OBJECTIVE
Please set out the lines below as a numbered list, skipping any blank lines and omitting the pictures.

* Start DATA FOR THE TASK *

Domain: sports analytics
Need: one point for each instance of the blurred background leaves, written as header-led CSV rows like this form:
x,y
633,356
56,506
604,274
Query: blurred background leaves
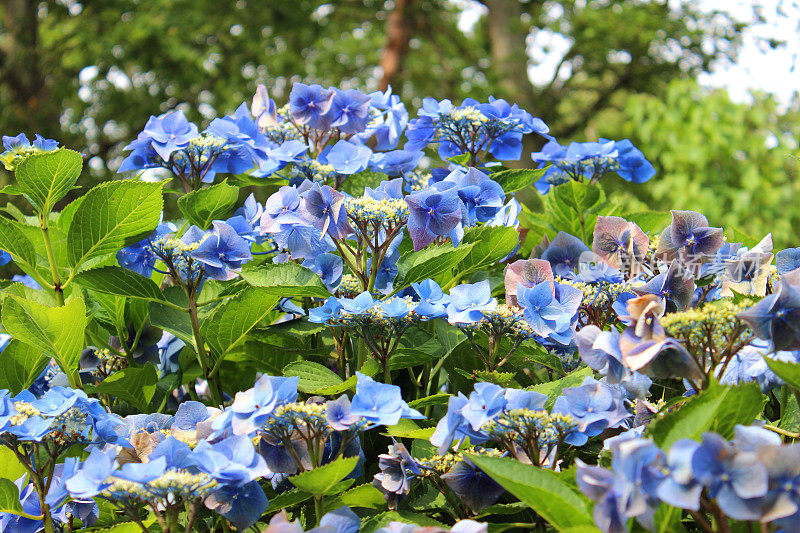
x,y
90,73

* End DATA FOR THE TASK *

RESPONSE
1. Domain: sports analytics
2. Need: one point for each instance of the blurred background leaves, written as header-led CSV rows like this form:
3. x,y
4. 633,356
5. 56,506
6. 604,274
7. Query: blurred background leaves
8. x,y
9. 90,73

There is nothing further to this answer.